Given task
Extract every line in the rows below that contains the string "blurred".

┄┄┄┄┄┄

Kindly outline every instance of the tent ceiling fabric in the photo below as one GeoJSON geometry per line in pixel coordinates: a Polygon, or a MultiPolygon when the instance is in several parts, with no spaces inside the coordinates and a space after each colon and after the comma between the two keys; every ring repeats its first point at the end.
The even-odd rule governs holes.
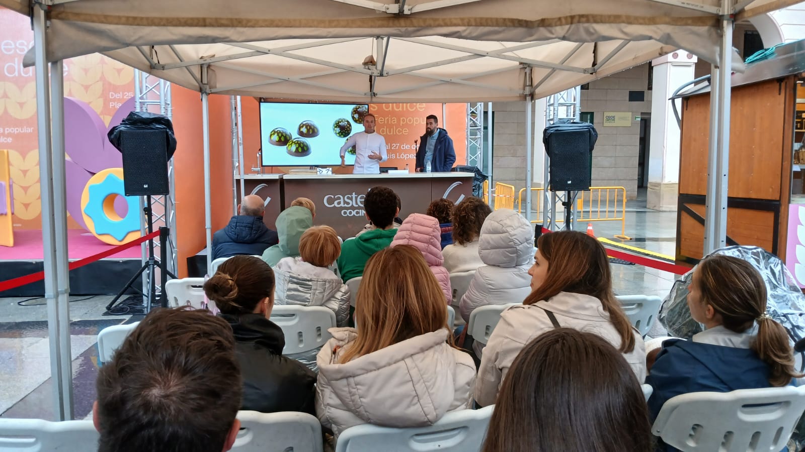
{"type": "MultiPolygon", "coordinates": [[[[100,51],[193,89],[350,102],[540,97],[675,49],[715,62],[720,13],[720,0],[46,2],[58,3],[51,61],[100,51]],[[377,64],[365,67],[369,55],[377,64]]],[[[739,0],[733,12],[796,2],[739,0]]],[[[29,11],[25,0],[0,5],[29,11]]]]}

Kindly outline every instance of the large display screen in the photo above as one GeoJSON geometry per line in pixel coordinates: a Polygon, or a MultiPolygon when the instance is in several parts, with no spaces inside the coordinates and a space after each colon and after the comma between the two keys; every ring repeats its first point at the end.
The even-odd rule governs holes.
{"type": "MultiPolygon", "coordinates": [[[[363,130],[366,104],[260,103],[260,142],[266,166],[341,164],[339,150],[350,135],[363,130]]],[[[355,163],[355,150],[345,154],[355,163]]]]}

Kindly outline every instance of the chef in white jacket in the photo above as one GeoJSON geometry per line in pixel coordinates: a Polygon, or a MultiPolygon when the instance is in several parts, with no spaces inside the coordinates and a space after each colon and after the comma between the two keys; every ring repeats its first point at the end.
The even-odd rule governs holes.
{"type": "Polygon", "coordinates": [[[341,146],[341,166],[346,166],[344,154],[355,146],[353,175],[380,174],[380,162],[389,159],[386,152],[386,138],[374,131],[374,115],[366,113],[363,117],[363,132],[358,132],[347,139],[341,146]]]}

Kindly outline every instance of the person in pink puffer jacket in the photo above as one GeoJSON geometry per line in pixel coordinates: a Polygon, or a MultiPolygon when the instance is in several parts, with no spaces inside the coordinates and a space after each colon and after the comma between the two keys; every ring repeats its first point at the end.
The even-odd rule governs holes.
{"type": "Polygon", "coordinates": [[[441,237],[442,230],[438,220],[422,213],[412,213],[397,229],[391,246],[410,244],[419,249],[433,275],[436,277],[442,292],[444,292],[444,299],[450,304],[452,301],[452,289],[450,287],[450,273],[444,265],[441,237]]]}

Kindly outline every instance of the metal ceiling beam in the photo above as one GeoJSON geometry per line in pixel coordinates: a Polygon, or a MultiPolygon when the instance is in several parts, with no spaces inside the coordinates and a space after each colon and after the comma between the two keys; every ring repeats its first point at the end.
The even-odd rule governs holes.
{"type": "Polygon", "coordinates": [[[511,56],[508,55],[502,55],[496,53],[496,51],[479,51],[471,47],[465,47],[463,46],[456,46],[453,44],[448,44],[446,43],[436,43],[433,41],[428,41],[427,39],[423,39],[421,38],[396,38],[397,39],[401,39],[403,41],[407,41],[409,43],[414,43],[417,44],[421,44],[423,46],[431,46],[439,48],[444,48],[448,50],[452,50],[456,51],[463,51],[464,53],[470,53],[473,55],[480,55],[481,56],[489,56],[490,58],[497,58],[500,60],[506,60],[509,61],[514,61],[521,64],[528,64],[530,66],[534,66],[535,68],[546,68],[547,69],[559,69],[562,71],[568,71],[571,72],[580,72],[582,74],[588,73],[590,69],[585,69],[583,68],[576,68],[575,66],[567,66],[564,64],[556,64],[555,63],[550,63],[547,61],[540,61],[539,60],[530,60],[528,58],[519,58],[517,56],[511,56]]]}
{"type": "Polygon", "coordinates": [[[663,3],[664,5],[671,5],[671,6],[679,6],[680,8],[693,10],[695,11],[699,11],[701,13],[709,13],[711,14],[717,16],[721,15],[721,8],[719,8],[717,6],[711,6],[710,5],[702,5],[701,3],[696,3],[695,2],[687,2],[685,0],[650,0],[650,1],[656,2],[657,3],[663,3]]]}

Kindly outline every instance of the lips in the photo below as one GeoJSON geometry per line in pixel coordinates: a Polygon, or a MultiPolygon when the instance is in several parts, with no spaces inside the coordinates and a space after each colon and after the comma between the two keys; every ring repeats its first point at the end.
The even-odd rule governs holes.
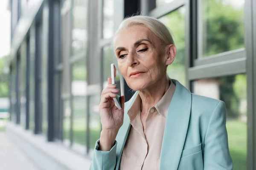
{"type": "Polygon", "coordinates": [[[131,78],[137,77],[140,76],[141,74],[143,74],[143,73],[144,73],[144,72],[142,72],[142,71],[133,72],[131,73],[131,74],[130,74],[130,77],[131,77],[131,78]]]}

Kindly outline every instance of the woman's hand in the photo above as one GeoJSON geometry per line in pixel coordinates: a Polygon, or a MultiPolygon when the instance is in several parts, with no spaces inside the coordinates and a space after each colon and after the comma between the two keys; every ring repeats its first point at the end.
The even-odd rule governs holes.
{"type": "Polygon", "coordinates": [[[99,112],[102,130],[99,139],[99,150],[108,151],[112,148],[116,137],[122,126],[124,119],[125,96],[121,97],[122,110],[115,105],[113,97],[120,90],[117,89],[116,85],[111,84],[111,79],[108,77],[108,86],[102,93],[99,112]]]}

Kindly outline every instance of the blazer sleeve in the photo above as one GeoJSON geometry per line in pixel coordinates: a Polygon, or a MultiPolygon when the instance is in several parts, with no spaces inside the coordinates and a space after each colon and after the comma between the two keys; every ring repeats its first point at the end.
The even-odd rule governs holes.
{"type": "Polygon", "coordinates": [[[109,151],[99,150],[98,140],[95,144],[93,161],[90,167],[90,170],[114,170],[116,162],[116,141],[114,146],[109,151]]]}
{"type": "Polygon", "coordinates": [[[210,119],[204,147],[204,169],[232,170],[226,128],[226,106],[220,101],[210,119]]]}

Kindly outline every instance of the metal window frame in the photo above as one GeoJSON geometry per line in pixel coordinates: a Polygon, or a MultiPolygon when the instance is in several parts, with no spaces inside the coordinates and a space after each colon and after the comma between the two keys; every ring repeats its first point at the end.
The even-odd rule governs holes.
{"type": "Polygon", "coordinates": [[[41,67],[42,21],[35,21],[35,134],[42,133],[41,67]]]}
{"type": "Polygon", "coordinates": [[[20,123],[20,50],[19,49],[17,52],[17,56],[16,62],[16,123],[19,125],[20,123]]]}
{"type": "Polygon", "coordinates": [[[156,8],[149,12],[149,15],[159,18],[183,6],[186,0],[174,0],[161,7],[156,8]]]}
{"type": "Polygon", "coordinates": [[[28,130],[29,129],[29,102],[30,102],[30,84],[29,80],[30,79],[29,74],[30,70],[30,37],[29,34],[27,34],[26,37],[26,129],[28,130]]]}
{"type": "Polygon", "coordinates": [[[247,54],[247,169],[256,168],[256,3],[245,0],[244,3],[245,47],[247,54]]]}

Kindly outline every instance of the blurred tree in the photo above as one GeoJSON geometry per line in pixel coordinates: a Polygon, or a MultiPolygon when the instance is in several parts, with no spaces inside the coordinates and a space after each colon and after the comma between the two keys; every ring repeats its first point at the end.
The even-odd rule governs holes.
{"type": "Polygon", "coordinates": [[[204,1],[203,55],[208,56],[244,47],[244,6],[227,0],[204,1]]]}
{"type": "Polygon", "coordinates": [[[0,59],[0,97],[9,96],[9,76],[3,72],[5,57],[0,59]]]}

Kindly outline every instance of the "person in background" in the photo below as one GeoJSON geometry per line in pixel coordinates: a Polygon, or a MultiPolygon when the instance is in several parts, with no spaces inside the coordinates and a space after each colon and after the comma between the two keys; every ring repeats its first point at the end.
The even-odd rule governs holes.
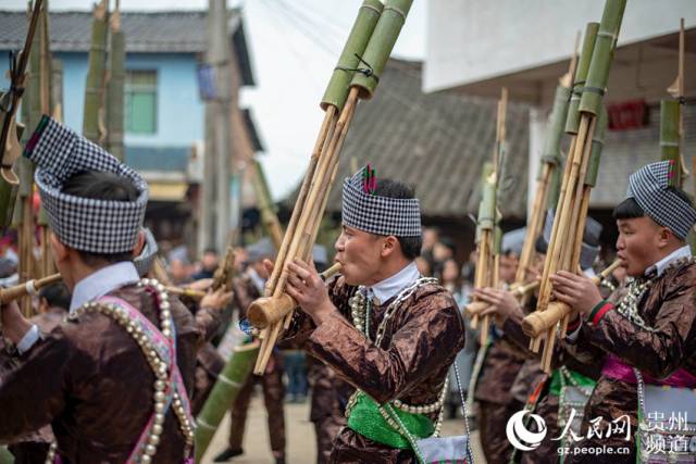
{"type": "Polygon", "coordinates": [[[220,264],[220,254],[214,248],[207,248],[203,251],[203,256],[200,260],[200,269],[191,275],[191,279],[200,280],[203,278],[213,278],[215,269],[220,264]]]}
{"type": "Polygon", "coordinates": [[[427,258],[423,256],[422,254],[415,259],[415,266],[418,267],[418,272],[421,273],[423,277],[430,277],[433,275],[431,262],[427,261],[427,258]]]}
{"type": "Polygon", "coordinates": [[[424,227],[423,228],[423,248],[421,249],[421,256],[423,256],[428,263],[428,274],[421,275],[431,275],[433,272],[433,266],[435,265],[435,243],[439,240],[439,230],[436,227],[424,227]]]}
{"type": "MultiPolygon", "coordinates": [[[[233,283],[234,304],[239,311],[239,321],[246,318],[249,304],[263,294],[265,281],[270,276],[263,266],[263,260],[272,259],[275,255],[275,249],[269,238],[263,238],[249,246],[247,253],[247,269],[233,283]]],[[[283,358],[277,350],[274,350],[263,375],[249,375],[241,386],[232,405],[227,448],[214,457],[214,462],[226,462],[244,454],[243,442],[247,412],[257,384],[261,384],[263,389],[273,459],[276,464],[285,464],[285,412],[283,407],[285,386],[283,384],[283,358]]]]}

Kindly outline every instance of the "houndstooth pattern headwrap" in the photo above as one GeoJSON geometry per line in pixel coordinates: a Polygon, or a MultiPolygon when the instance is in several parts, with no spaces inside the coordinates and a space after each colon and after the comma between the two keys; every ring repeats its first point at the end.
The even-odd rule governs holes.
{"type": "Polygon", "coordinates": [[[159,247],[157,246],[157,240],[149,228],[142,227],[140,230],[145,234],[145,246],[142,247],[140,254],[133,259],[133,264],[135,264],[138,275],[140,277],[145,277],[146,274],[150,272],[150,267],[152,267],[159,247]]]}
{"type": "Polygon", "coordinates": [[[44,116],[24,155],[37,165],[34,179],[60,241],[80,251],[100,254],[133,250],[148,203],[148,185],[130,167],[101,147],[44,116]],[[63,184],[85,171],[110,172],[129,179],[136,201],[102,201],[63,193],[63,184]]]}
{"type": "Polygon", "coordinates": [[[421,236],[418,199],[396,199],[369,193],[363,188],[363,170],[344,180],[343,223],[371,234],[396,237],[421,236]]]}
{"type": "MultiPolygon", "coordinates": [[[[544,233],[543,238],[546,242],[546,247],[548,250],[548,244],[551,240],[551,233],[554,231],[554,216],[556,212],[554,210],[548,210],[546,212],[546,221],[544,223],[544,233]]],[[[597,221],[592,217],[587,217],[585,222],[585,230],[583,233],[583,243],[580,248],[580,268],[585,271],[595,264],[597,256],[599,255],[599,246],[589,244],[598,243],[599,236],[601,235],[602,226],[597,221]]]]}
{"type": "Polygon", "coordinates": [[[696,210],[669,189],[674,168],[679,166],[673,161],[646,164],[629,177],[626,197],[635,199],[652,221],[684,240],[696,224],[696,210]]]}

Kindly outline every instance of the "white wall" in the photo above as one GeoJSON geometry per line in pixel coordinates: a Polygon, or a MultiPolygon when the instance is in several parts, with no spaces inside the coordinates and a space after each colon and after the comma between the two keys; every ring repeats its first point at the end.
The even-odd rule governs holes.
{"type": "MultiPolygon", "coordinates": [[[[425,91],[568,58],[604,0],[427,0],[425,91]]],[[[696,26],[696,0],[629,0],[619,45],[696,26]]]]}

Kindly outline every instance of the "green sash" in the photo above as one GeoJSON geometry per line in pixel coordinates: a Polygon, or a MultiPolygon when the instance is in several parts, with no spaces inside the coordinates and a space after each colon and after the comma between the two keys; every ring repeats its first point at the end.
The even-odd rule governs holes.
{"type": "MultiPolygon", "coordinates": [[[[435,431],[435,427],[427,416],[407,413],[397,407],[393,407],[393,410],[414,438],[427,438],[435,431]]],[[[395,430],[382,416],[380,405],[362,391],[358,393],[356,404],[350,410],[348,427],[377,443],[402,450],[411,448],[409,440],[395,430]]]]}
{"type": "MultiPolygon", "coordinates": [[[[593,380],[589,377],[585,377],[584,375],[576,373],[575,371],[572,369],[568,369],[568,372],[570,373],[570,376],[573,378],[573,380],[575,380],[575,383],[583,388],[595,388],[595,384],[596,381],[593,380]]],[[[554,371],[554,374],[551,376],[551,385],[548,388],[548,392],[549,394],[552,394],[555,397],[560,397],[561,394],[561,369],[556,369],[554,371]]]]}

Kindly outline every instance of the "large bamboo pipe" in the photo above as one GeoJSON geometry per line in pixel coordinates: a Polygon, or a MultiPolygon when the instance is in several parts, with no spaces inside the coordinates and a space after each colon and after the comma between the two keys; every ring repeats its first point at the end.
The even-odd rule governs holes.
{"type": "MultiPolygon", "coordinates": [[[[593,283],[595,285],[601,284],[601,281],[605,278],[609,277],[611,273],[614,272],[620,265],[621,261],[614,261],[609,267],[593,277],[593,283]]],[[[549,306],[546,311],[536,311],[525,316],[522,319],[522,331],[524,331],[527,337],[539,337],[547,330],[554,329],[559,321],[570,315],[570,312],[571,309],[567,304],[558,301],[552,301],[551,303],[549,303],[549,306]]]]}
{"type": "MultiPolygon", "coordinates": [[[[336,263],[320,274],[323,280],[327,280],[340,272],[340,264],[336,263]]],[[[253,301],[247,309],[247,318],[257,328],[266,328],[279,323],[298,306],[297,301],[287,293],[278,298],[260,298],[253,301]]]]}

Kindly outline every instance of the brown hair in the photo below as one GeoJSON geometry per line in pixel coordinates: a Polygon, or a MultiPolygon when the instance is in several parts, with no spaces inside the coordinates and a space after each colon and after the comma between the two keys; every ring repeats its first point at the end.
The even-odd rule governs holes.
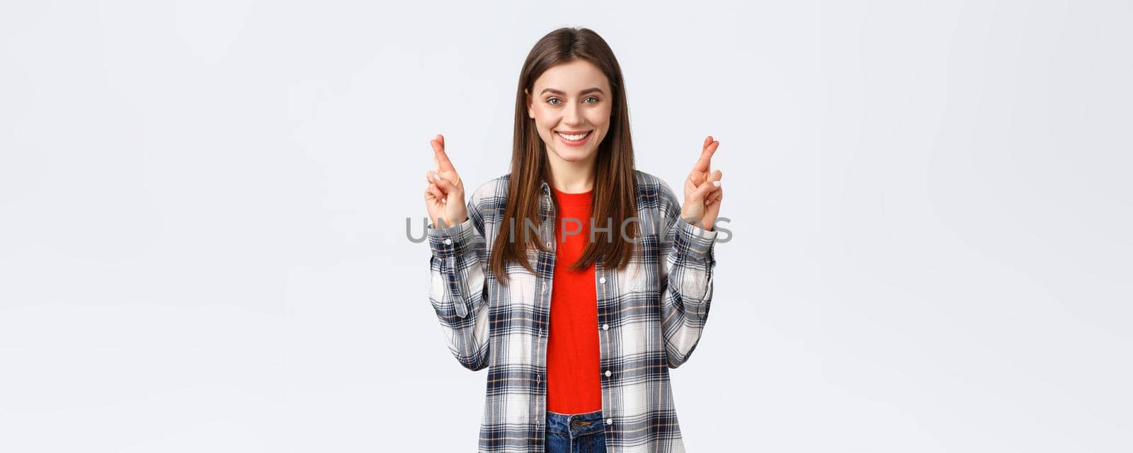
{"type": "MultiPolygon", "coordinates": [[[[582,256],[571,266],[581,271],[599,258],[606,268],[624,268],[633,255],[633,242],[627,239],[638,237],[638,222],[629,222],[623,238],[621,230],[627,219],[637,215],[634,193],[637,179],[633,169],[633,144],[630,139],[630,117],[625,102],[625,84],[622,69],[606,41],[588,28],[563,27],[539,39],[527,54],[519,72],[516,89],[516,130],[511,154],[511,174],[508,187],[508,205],[504,208],[500,232],[489,258],[492,272],[501,284],[506,285],[506,262],[518,262],[535,273],[527,260],[527,250],[534,243],[539,250],[550,248],[538,237],[528,234],[528,222],[542,225],[539,213],[540,186],[550,172],[546,144],[539,137],[535,119],[527,116],[527,93],[534,89],[535,80],[551,67],[582,59],[594,63],[610,82],[611,101],[610,130],[598,145],[591,203],[594,223],[590,228],[610,228],[611,231],[594,233],[587,241],[582,256]],[[610,219],[610,221],[606,221],[610,219]],[[514,223],[512,223],[514,222],[514,223]],[[607,223],[608,222],[608,223],[607,223]],[[512,229],[519,231],[512,233],[512,229]],[[519,240],[510,240],[522,238],[519,240]]],[[[554,197],[551,197],[554,200],[554,197]]],[[[557,225],[559,208],[555,206],[554,224],[557,225]]],[[[589,238],[589,236],[588,236],[589,238]]]]}

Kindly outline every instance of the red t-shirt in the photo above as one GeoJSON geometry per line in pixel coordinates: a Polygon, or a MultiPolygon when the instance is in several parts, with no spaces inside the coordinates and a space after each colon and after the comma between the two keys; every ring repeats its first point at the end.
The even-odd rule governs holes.
{"type": "MultiPolygon", "coordinates": [[[[554,189],[554,187],[552,187],[554,189]]],[[[559,202],[555,225],[554,280],[551,287],[551,326],[547,340],[547,410],[585,413],[602,409],[600,358],[598,349],[598,297],[594,264],[586,271],[570,266],[590,240],[590,204],[594,190],[566,194],[554,189],[559,202]],[[577,234],[565,231],[578,230],[577,234]],[[565,236],[565,238],[564,238],[565,236]]]]}

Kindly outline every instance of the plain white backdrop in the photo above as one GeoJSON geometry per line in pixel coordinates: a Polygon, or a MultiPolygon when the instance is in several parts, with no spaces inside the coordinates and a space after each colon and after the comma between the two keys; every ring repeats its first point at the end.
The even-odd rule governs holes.
{"type": "Polygon", "coordinates": [[[586,26],[639,169],[721,140],[692,452],[1127,452],[1128,1],[0,6],[0,451],[475,451],[428,140],[509,170],[586,26]]]}

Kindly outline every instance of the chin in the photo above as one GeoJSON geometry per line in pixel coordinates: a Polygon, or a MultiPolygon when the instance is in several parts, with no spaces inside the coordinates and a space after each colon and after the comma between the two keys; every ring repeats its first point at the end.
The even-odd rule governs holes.
{"type": "Polygon", "coordinates": [[[579,151],[579,149],[559,151],[559,149],[553,149],[553,151],[554,151],[555,155],[559,156],[559,159],[562,159],[562,160],[564,160],[566,162],[581,162],[581,161],[585,161],[587,157],[589,157],[590,155],[594,154],[594,152],[591,149],[587,149],[587,151],[579,151]]]}

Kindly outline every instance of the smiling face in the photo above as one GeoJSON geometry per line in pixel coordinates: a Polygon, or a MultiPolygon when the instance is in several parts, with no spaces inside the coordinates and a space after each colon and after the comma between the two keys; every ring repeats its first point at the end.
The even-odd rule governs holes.
{"type": "Polygon", "coordinates": [[[527,114],[552,160],[587,162],[610,130],[610,80],[594,63],[576,59],[551,67],[528,92],[527,114]]]}

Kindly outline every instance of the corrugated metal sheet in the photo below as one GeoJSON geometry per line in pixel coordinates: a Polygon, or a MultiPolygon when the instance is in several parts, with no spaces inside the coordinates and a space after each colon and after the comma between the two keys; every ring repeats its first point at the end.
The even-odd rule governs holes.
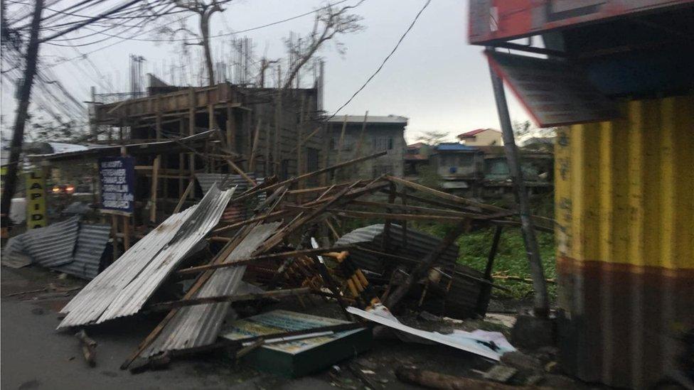
{"type": "MultiPolygon", "coordinates": [[[[248,176],[260,184],[265,179],[262,178],[255,178],[255,174],[250,173],[248,176]]],[[[223,175],[221,173],[196,173],[196,178],[200,184],[203,191],[207,191],[213,184],[217,183],[222,189],[231,188],[236,187],[237,193],[242,193],[250,188],[250,183],[240,175],[223,175]]],[[[265,200],[266,195],[264,191],[257,193],[255,196],[256,202],[260,203],[265,200]]],[[[252,214],[251,207],[246,205],[233,205],[228,208],[222,216],[222,220],[225,222],[234,223],[239,222],[245,218],[248,218],[252,214]]]]}
{"type": "MultiPolygon", "coordinates": [[[[260,178],[256,179],[255,173],[248,173],[248,176],[255,180],[258,184],[262,183],[263,178],[260,178]]],[[[246,179],[242,178],[240,175],[196,173],[196,179],[198,180],[198,183],[200,184],[200,188],[203,189],[203,193],[206,193],[212,187],[212,185],[215,183],[223,190],[237,186],[236,190],[239,191],[239,193],[242,193],[250,188],[250,183],[246,181],[246,179]]]]}
{"type": "Polygon", "coordinates": [[[58,329],[133,315],[219,221],[234,192],[213,185],[198,205],[169,217],[87,284],[58,329]]]}
{"type": "Polygon", "coordinates": [[[624,119],[559,131],[562,367],[646,388],[694,327],[694,96],[631,101],[624,119]]]}
{"type": "Polygon", "coordinates": [[[74,260],[53,269],[85,279],[93,279],[99,274],[101,257],[110,234],[111,225],[82,224],[74,260]]]}
{"type": "MultiPolygon", "coordinates": [[[[382,251],[383,250],[384,224],[376,224],[356,229],[340,237],[335,245],[348,245],[359,244],[368,249],[382,251]]],[[[414,259],[422,259],[432,251],[441,242],[439,239],[425,234],[412,229],[407,229],[407,240],[402,240],[402,227],[396,224],[390,224],[390,251],[393,254],[405,256],[414,259]]],[[[359,268],[382,273],[386,264],[378,255],[355,248],[349,251],[350,259],[359,268]]],[[[458,246],[451,245],[439,258],[440,263],[455,263],[458,259],[458,246]]]]}
{"type": "Polygon", "coordinates": [[[23,253],[31,257],[33,263],[46,267],[66,264],[74,259],[73,254],[78,229],[78,217],[46,227],[32,229],[11,238],[4,255],[23,253]]]}
{"type": "MultiPolygon", "coordinates": [[[[256,227],[234,249],[225,262],[233,262],[251,255],[281,224],[256,227]]],[[[233,295],[241,282],[245,266],[219,269],[210,277],[195,298],[233,295]]],[[[196,305],[180,309],[159,337],[143,351],[146,357],[167,350],[184,350],[211,344],[219,334],[230,303],[196,305]]]]}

┄┄┄┄┄┄

The answer
Kindly outline every instance of the blurred tree in the photo above as one GeoJSON geometry per line in pixel coordinates: a Polygon, or a MultiPolygon when the instance is in several parts, with no spaces inside the coordinates and a space after each colon and after the comma between the two keys; every ring repeats its first point at the end.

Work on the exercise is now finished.